--- Objective ---
Can you convert the material below into a numbered list, dropping any blank lines, starting from its first line and continuing through the line containing "point(269, 131)"? Include both of those lines and nothing past that point.

==== Data provided ====

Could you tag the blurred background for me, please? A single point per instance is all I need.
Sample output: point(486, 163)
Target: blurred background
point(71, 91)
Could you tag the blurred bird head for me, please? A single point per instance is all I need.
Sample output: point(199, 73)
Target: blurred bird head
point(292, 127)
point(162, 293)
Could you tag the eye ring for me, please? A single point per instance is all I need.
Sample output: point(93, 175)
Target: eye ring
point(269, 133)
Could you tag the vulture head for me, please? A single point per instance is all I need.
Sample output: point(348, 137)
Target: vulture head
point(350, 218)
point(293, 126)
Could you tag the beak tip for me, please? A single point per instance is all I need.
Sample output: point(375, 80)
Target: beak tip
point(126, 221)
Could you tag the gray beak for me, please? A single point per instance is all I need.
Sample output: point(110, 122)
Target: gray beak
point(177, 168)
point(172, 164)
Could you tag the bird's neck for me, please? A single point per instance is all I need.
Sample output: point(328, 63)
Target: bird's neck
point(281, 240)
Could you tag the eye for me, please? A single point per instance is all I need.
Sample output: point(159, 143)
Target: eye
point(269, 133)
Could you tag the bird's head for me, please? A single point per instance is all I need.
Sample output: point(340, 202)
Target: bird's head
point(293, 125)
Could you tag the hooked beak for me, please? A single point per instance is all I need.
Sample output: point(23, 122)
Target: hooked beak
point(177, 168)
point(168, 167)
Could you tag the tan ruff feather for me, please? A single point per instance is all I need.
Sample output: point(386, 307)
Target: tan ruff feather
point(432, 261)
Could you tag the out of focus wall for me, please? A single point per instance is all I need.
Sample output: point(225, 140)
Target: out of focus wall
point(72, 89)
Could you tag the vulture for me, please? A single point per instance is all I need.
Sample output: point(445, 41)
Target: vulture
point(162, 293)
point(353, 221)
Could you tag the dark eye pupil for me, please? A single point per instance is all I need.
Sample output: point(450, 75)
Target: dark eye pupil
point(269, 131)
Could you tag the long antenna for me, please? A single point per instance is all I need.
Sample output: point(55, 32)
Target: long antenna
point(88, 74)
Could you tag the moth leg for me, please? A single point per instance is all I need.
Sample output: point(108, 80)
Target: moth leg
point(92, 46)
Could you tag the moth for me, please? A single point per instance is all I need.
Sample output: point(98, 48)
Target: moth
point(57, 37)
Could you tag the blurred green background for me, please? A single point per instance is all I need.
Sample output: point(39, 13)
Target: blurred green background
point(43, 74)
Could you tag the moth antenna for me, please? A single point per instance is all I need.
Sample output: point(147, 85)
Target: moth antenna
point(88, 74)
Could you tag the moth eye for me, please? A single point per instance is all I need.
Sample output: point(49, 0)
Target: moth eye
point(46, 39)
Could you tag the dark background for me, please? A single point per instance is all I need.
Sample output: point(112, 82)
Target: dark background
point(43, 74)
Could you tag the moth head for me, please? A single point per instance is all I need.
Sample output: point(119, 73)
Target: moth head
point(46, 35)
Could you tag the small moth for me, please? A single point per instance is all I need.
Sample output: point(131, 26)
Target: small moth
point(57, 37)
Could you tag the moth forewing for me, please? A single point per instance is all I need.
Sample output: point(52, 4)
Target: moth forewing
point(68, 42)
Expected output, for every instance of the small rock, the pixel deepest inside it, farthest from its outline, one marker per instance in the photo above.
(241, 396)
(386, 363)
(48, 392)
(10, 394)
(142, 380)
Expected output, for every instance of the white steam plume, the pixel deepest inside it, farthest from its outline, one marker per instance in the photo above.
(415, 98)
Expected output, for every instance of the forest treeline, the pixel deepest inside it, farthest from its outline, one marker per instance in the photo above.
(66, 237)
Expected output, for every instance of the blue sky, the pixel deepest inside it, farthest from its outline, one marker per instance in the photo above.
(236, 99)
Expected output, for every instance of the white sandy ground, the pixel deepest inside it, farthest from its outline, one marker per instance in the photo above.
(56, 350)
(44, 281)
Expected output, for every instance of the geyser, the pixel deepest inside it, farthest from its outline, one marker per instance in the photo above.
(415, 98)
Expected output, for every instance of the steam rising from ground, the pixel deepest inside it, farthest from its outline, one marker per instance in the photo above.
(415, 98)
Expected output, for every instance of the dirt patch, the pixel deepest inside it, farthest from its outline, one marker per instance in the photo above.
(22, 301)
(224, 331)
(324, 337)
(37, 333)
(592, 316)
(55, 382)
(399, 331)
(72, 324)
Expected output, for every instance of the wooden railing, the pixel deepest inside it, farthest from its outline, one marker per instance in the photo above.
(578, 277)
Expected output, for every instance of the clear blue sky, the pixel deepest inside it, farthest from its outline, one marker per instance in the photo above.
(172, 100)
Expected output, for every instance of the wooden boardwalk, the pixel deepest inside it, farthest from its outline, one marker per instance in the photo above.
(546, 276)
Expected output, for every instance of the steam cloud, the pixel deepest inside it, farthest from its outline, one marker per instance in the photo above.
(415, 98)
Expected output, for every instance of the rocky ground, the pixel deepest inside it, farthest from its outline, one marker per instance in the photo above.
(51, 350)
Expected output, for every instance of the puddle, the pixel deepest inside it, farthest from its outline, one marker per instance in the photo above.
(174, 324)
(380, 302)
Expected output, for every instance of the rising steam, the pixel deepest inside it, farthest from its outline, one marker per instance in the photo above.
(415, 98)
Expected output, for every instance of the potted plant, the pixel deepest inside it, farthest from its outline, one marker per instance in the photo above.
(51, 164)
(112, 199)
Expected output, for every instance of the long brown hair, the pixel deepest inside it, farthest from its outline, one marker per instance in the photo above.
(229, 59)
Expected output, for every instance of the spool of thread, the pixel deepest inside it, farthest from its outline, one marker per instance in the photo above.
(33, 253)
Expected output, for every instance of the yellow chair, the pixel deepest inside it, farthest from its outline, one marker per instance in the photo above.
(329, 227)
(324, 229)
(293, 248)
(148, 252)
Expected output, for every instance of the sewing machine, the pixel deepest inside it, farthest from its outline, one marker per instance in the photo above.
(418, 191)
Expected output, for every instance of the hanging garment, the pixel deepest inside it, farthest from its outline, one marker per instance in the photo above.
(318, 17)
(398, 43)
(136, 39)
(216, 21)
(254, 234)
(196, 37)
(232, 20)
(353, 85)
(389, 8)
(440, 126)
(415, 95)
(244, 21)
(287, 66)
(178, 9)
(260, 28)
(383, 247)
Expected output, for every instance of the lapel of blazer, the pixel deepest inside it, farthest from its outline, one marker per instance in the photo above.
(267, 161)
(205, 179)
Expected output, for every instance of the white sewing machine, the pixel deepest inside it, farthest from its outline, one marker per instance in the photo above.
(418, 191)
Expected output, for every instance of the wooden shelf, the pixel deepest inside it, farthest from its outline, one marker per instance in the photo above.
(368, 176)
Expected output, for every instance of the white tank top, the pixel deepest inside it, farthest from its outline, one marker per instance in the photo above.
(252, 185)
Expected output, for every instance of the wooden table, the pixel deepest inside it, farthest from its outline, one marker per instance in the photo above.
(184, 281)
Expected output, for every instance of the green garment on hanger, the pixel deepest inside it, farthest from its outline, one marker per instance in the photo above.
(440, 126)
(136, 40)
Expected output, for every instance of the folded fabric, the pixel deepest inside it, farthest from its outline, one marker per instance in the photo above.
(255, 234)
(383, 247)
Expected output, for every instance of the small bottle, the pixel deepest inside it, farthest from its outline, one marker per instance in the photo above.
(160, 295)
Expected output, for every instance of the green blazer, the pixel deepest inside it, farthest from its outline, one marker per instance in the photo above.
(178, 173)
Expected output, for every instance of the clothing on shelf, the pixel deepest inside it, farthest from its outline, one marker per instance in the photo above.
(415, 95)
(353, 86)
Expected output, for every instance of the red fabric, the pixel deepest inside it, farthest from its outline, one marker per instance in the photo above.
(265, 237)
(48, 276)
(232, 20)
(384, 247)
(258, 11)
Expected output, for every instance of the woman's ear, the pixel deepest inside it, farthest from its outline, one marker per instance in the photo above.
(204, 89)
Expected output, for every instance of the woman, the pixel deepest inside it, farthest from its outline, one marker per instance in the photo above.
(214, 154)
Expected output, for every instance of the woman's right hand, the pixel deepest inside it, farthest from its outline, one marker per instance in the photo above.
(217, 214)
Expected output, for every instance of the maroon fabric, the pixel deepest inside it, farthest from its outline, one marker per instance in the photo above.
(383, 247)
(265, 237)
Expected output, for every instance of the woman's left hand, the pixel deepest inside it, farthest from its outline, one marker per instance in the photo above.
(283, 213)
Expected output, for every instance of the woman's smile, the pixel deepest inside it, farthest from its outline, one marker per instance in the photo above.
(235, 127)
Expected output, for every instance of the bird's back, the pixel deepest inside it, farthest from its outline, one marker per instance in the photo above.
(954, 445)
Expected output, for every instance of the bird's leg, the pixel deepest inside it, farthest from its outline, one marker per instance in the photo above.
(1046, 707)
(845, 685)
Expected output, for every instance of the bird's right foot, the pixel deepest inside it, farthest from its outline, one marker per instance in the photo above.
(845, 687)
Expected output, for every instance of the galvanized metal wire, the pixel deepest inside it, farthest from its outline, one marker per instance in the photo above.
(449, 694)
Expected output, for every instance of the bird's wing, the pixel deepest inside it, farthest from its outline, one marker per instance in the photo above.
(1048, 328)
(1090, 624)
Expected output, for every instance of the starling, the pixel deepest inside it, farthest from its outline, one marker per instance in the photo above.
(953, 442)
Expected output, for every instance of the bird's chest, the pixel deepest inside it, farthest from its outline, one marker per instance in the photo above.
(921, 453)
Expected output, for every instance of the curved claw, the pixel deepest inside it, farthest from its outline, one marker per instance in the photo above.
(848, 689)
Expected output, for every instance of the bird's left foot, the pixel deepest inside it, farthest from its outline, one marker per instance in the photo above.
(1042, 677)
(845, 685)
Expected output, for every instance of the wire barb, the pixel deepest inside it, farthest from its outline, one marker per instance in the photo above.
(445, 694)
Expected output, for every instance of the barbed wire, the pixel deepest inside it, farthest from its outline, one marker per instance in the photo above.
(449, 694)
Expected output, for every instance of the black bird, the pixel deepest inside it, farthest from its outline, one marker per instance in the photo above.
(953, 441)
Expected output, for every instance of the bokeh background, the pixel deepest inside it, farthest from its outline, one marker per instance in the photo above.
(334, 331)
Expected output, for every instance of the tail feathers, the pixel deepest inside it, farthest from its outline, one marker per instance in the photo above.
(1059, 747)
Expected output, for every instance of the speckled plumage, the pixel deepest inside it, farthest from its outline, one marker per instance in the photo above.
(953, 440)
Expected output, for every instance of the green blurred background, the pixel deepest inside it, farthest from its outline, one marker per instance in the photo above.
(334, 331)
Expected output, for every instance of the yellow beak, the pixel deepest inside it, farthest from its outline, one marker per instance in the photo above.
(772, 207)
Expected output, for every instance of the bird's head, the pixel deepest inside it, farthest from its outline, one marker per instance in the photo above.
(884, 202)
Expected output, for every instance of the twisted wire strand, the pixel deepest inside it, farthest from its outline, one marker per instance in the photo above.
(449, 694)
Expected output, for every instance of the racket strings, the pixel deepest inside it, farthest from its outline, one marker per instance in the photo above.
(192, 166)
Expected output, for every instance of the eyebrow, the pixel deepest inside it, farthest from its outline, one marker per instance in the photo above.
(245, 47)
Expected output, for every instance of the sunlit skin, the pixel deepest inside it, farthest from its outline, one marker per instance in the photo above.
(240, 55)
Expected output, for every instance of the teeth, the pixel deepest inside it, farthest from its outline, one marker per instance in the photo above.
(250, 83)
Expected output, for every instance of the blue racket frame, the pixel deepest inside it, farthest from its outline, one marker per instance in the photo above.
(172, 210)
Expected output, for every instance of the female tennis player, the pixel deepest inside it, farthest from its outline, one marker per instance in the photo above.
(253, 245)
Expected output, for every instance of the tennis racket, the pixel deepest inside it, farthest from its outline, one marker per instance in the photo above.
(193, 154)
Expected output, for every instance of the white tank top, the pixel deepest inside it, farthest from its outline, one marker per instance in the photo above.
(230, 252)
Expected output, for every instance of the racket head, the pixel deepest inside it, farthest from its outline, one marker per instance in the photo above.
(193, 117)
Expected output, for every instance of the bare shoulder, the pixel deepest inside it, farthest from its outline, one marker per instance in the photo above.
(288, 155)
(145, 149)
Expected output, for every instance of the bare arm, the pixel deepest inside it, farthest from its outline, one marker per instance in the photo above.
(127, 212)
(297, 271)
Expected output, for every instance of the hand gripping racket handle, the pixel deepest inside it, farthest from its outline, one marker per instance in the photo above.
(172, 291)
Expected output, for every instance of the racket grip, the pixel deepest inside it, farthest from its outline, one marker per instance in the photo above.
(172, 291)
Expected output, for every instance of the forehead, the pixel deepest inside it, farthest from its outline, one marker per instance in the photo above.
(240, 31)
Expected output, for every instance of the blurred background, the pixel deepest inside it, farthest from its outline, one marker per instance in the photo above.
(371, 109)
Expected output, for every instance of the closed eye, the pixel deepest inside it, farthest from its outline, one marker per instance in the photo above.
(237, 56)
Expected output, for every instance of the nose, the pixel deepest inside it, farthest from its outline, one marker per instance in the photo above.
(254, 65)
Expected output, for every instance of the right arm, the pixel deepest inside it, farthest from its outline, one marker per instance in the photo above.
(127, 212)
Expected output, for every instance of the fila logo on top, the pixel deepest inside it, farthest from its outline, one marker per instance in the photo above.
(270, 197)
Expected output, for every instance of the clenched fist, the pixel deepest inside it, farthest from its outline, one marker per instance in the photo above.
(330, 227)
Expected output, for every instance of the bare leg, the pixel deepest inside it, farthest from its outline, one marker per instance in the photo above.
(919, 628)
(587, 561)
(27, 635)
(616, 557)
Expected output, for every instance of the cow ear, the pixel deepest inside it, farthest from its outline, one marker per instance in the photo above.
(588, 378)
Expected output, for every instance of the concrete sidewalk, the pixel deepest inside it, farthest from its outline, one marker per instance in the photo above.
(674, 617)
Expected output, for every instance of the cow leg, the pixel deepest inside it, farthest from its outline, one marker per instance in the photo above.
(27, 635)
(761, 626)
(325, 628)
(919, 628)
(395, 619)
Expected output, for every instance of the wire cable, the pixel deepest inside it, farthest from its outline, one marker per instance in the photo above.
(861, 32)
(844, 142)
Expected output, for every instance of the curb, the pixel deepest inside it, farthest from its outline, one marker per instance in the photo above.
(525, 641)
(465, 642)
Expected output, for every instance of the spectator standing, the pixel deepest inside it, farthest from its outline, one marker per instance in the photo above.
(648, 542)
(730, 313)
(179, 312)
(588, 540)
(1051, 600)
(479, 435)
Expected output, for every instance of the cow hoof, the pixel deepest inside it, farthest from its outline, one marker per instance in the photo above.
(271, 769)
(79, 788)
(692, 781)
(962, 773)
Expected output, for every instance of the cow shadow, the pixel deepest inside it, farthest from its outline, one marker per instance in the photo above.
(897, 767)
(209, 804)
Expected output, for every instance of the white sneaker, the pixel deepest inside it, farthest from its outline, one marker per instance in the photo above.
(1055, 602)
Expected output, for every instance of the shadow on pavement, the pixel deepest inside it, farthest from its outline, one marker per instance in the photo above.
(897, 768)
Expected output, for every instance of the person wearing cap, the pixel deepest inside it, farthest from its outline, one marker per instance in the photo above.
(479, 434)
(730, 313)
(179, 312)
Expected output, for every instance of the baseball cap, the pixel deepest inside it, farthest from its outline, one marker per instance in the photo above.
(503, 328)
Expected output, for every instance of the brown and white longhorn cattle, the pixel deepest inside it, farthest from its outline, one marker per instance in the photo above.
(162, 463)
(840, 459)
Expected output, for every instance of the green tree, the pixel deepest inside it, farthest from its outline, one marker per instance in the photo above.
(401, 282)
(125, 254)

====

--- Output of the task ---
1. Could you tag the blurred background for me, please? A single point per instance is all I need.
2. Sample output: point(486, 163)
3. Target: blurred background
4. point(71, 91)
5. Could you tag the blurred bird head for me, please? A single point per instance is all I need.
6. Sample output: point(199, 73)
7. Target: blurred bird head
8. point(292, 127)
9. point(162, 293)
10. Could you tag the eye ring for me, please? A single point per instance is all I need.
11. Sample output: point(93, 175)
12. Target: eye ring
13. point(269, 133)
14. Could you tag the vulture head for me, please? A single point per instance is all I need.
15. Sample output: point(348, 137)
16. Target: vulture head
17. point(350, 218)
18. point(293, 126)
19. Could you tag the beak tip for me, please? A single point per instance is all I need.
20. Sample output: point(375, 80)
21. Target: beak tip
22. point(126, 221)
23. Could you tag the gray beak for me, please? A single point per instance is all I need.
24. Sample output: point(110, 122)
25. Target: gray beak
26. point(177, 168)
27. point(172, 164)
28. Could you tag the bird's neck for me, please? A single point per instance is all I need.
29. Sample output: point(328, 63)
30. Target: bird's neck
31. point(281, 240)
32. Could you tag the eye for me, please? A single point per instance is all I need.
33. Sample output: point(159, 143)
34. Target: eye
35. point(269, 133)
36. Could you tag the bird's head for me, please? A single point per instance is all I need.
37. Sample output: point(340, 202)
38. Target: bird's head
39. point(293, 125)
40. Could you tag the hooked beak for me, please? A single point per instance is all I need.
41. Sample output: point(23, 122)
42. Target: hooked beak
43. point(177, 168)
44. point(168, 167)
45. Could you tag the tan ruff feather for me, please? A single point per instance is all I need.
46. Sample output: point(386, 307)
47. Target: tan ruff feather
48. point(432, 261)
49. Could you tag the out of focus wall for me, please? A single point per instance is all I need.
50. Sample output: point(225, 140)
51. Target: out of focus wall
52. point(72, 89)
53. Could you tag the vulture for me, please? A single point per instance is all I need.
54. Sample output: point(445, 41)
55. Target: vulture
56. point(162, 293)
57. point(353, 221)
58. Could you tag the dark eye pupil for me, please? A single point per instance is all I need.
59. Sample output: point(450, 75)
60. Target: dark eye pupil
61. point(269, 131)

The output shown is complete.